EXERCISE INSTRUCTIONS: In your copy, reproduce the entries exactly as they are, minus the images.
MATERIAL TO PROCESS Block Start
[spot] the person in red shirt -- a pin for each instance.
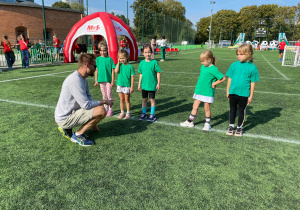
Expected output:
(56, 48)
(23, 42)
(281, 46)
(9, 54)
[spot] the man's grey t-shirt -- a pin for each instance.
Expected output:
(74, 95)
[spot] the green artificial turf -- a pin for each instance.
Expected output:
(141, 165)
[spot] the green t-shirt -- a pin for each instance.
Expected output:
(125, 73)
(208, 75)
(104, 65)
(242, 75)
(149, 72)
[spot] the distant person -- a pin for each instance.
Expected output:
(24, 46)
(149, 82)
(9, 54)
(153, 46)
(208, 80)
(242, 76)
(56, 48)
(75, 106)
(105, 75)
(163, 46)
(281, 46)
(125, 82)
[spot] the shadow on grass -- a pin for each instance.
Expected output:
(261, 117)
(118, 127)
(252, 119)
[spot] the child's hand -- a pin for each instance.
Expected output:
(249, 100)
(157, 86)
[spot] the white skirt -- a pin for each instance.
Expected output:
(205, 99)
(125, 90)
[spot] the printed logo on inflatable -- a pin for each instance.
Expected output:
(93, 28)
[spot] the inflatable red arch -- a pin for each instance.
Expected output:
(106, 25)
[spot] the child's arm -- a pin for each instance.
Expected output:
(140, 79)
(112, 78)
(214, 84)
(252, 87)
(117, 69)
(96, 77)
(228, 86)
(132, 83)
(158, 80)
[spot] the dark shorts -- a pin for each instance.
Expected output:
(151, 94)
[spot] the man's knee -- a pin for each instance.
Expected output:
(99, 112)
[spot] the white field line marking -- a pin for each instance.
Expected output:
(44, 75)
(174, 124)
(275, 68)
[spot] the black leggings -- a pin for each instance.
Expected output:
(237, 103)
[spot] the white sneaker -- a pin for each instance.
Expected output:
(187, 124)
(206, 127)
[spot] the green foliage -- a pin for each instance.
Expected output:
(60, 4)
(139, 165)
(227, 24)
(78, 7)
(161, 18)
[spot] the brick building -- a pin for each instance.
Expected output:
(27, 18)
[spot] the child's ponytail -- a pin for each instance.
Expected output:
(207, 54)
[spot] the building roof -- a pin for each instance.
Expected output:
(32, 4)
MATERIAL TO PROCESS Block End
ANSWER TO THIS TASK:
[spot] the person in red shirt -- a pin for each instance.
Expected output:
(56, 48)
(23, 42)
(281, 46)
(9, 54)
[spot] the man's grey t-shirt -- a pin for each instance.
Expected output:
(74, 95)
[spot] the green artificial turf -- a pin for each instance.
Expected output:
(141, 165)
[spot] the green t-shirt -- a pin for each instance.
Expected output:
(125, 73)
(208, 75)
(104, 65)
(242, 75)
(149, 72)
[spot] the distant person -- a pin for each instance.
Expected output:
(24, 46)
(149, 82)
(9, 54)
(153, 46)
(208, 80)
(242, 76)
(56, 48)
(75, 106)
(105, 75)
(163, 46)
(281, 46)
(125, 82)
[spot] the shadow on grass -- a pin for each instance.
Expected output:
(261, 117)
(118, 127)
(252, 119)
[spot] the child's hand -- a pin for each instance.
Expected output:
(249, 100)
(157, 86)
[spot] the white skirt -- a pin for each instance.
Expected output:
(205, 99)
(125, 90)
[spot] the printed logo on inflatable -- a pin for each instance.
Expected output:
(93, 28)
[spot] the inflatable red arch -- a pin for each instance.
Expected output:
(106, 25)
[spot] the child's arm -- a pin for each instance.
Expected output:
(140, 79)
(112, 78)
(214, 84)
(252, 87)
(117, 69)
(96, 77)
(228, 86)
(132, 83)
(158, 80)
[spot] the dark shorts -- a pin for each instance.
Expected output:
(151, 94)
[spot] the man's knee -- a pin for each instance.
Expected output:
(99, 112)
[spot] the white field line marking -- a pin for each instance.
Expected output:
(44, 75)
(174, 124)
(275, 68)
[spot] the black leggings -- a pin for each instance.
Expected output:
(237, 103)
[spot] the white sneaker -- a pin for each instance.
Expected output:
(187, 124)
(206, 127)
[spot] the green foliage -- a pin for each instance.
Expected output:
(60, 4)
(139, 165)
(227, 24)
(78, 7)
(161, 18)
[spot] the brick building -- a pin for each instance.
Expected output:
(27, 18)
[spot] the child's ponytail -- a pin for each instance.
Expected output:
(207, 54)
[spot] the building roof -- a pin for each instance.
Expected output:
(32, 4)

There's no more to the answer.